Set exercise
Rewrite the items below as a numbered list, dropping any blank lines.

Exercise material
— start —

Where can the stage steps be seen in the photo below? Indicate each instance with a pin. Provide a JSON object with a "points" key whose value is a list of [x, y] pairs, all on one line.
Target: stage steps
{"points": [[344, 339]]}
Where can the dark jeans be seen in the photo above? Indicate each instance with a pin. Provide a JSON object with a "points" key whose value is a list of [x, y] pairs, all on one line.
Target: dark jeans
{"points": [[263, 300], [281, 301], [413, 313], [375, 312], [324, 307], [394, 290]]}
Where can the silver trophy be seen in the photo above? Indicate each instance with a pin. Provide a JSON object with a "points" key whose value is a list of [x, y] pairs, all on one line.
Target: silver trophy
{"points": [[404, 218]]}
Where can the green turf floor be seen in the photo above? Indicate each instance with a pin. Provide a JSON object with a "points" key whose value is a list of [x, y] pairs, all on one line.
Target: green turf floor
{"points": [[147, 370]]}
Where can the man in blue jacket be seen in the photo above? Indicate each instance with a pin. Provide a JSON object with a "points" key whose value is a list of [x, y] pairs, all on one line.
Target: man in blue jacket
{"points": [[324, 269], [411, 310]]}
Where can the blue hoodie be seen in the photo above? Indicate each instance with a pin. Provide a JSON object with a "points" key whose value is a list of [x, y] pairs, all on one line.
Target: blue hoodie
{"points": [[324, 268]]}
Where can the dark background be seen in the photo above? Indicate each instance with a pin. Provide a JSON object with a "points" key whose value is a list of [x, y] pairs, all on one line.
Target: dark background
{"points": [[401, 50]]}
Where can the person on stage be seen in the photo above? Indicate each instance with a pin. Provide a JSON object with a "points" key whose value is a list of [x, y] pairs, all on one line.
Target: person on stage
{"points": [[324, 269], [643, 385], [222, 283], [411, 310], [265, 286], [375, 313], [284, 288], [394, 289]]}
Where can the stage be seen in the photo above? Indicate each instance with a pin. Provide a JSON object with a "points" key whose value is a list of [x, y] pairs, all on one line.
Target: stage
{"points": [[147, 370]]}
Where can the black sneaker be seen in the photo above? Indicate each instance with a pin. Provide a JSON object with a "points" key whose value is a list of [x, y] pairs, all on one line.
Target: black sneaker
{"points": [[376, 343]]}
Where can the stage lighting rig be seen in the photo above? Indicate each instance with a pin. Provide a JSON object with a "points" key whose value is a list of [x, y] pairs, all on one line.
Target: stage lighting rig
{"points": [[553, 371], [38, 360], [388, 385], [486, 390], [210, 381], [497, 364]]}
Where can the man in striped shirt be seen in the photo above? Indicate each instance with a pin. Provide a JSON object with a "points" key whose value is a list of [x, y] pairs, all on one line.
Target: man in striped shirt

— end —

Finished exercise
1. Where can the stage steps be seen in the photo below? Indicate each instance with a pin. Provide a JSON object with a "points" key whose value is a list of [x, y] pairs, all on one line.
2. Target: stage steps
3. {"points": [[344, 339]]}
4. Where can the dark jeans be seen in the photo above? Indicate each instance with a pin. Provide a JSON object with a "points" key whose value is a list of [x, y] pairs, all on one line.
5. Target: dark jeans
6. {"points": [[263, 300], [281, 301], [413, 313], [375, 312], [324, 307], [394, 290]]}
7. Where can the silver trophy be seen in the photo above? Indicate each instance with a pin. Provide a JSON object with a "points" key whose value is a list of [x, y] pairs, all on one line.
8. Target: silver trophy
9. {"points": [[404, 218]]}
10. Where can the green turf floor be seen in the photo above? Indicate each instance with a pin. Provide a JSON object with a "points" key whose value is a list of [x, y] pairs, all on one line.
11. Target: green turf floor
12. {"points": [[147, 370]]}
13. Where can the man in blue jacket be seen in the photo above? Indicate each instance with a pin. Provide a JSON object with a "points" key whose value is a list of [x, y] pairs, all on one line.
14. Target: man in blue jacket
15. {"points": [[324, 269], [411, 310]]}
16. Where can the blue hoodie be seen in the photo above? Indicate each instance with a pin. Provide a JSON object with a "points" key whose value is a list of [x, y] pairs, all on one line.
17. Target: blue hoodie
18. {"points": [[324, 268]]}
19. Where can the dark background be seen in the photo above? Indicate each instance with a pin. Provide a JSON object with a "points" key whose value is a list of [x, y] pairs, all on one line.
20. Target: dark background
21. {"points": [[401, 50]]}
22. Where can the person on stage be seen in the photo above? Indicate each instance with a pin. Provide a JSON object with a "points" key whose value is a list of [x, y] pairs, all on one line.
23. Target: person on stage
24. {"points": [[324, 269], [643, 385], [222, 283], [411, 310], [265, 286], [375, 313], [284, 288], [394, 289]]}
25. Where can the stage be seen in the photo above? Indicate each instance with a pin. Provide a JSON object with a "points" key whose value is a list of [x, y] pairs, all on one line.
26. Target: stage
27. {"points": [[147, 370]]}
28. Where can the black sneaker be seen in the photo above? Indicate each instance with a pin. Provide a JSON object with a "points" key whose value is a list of [x, y] pairs, all on one line.
29. Target: black sneaker
30. {"points": [[376, 343]]}
31. Where can the stage lighting rig be seen in the photo above? Indicate each instance with a pin. Provide a JSON object with a "points" key whose value is a list of [x, y] pairs, all on one line.
32. Target: stage lighting rig
33. {"points": [[553, 371], [38, 360], [388, 385], [486, 390], [210, 381], [497, 364]]}
34. Where can the man in striped shirt be seen in the photo above? Indicate each instance with a pin. Provide a JSON object with a "points" key whose value is a list of [x, y] pairs, all on one line.
35. Target: man in striped shirt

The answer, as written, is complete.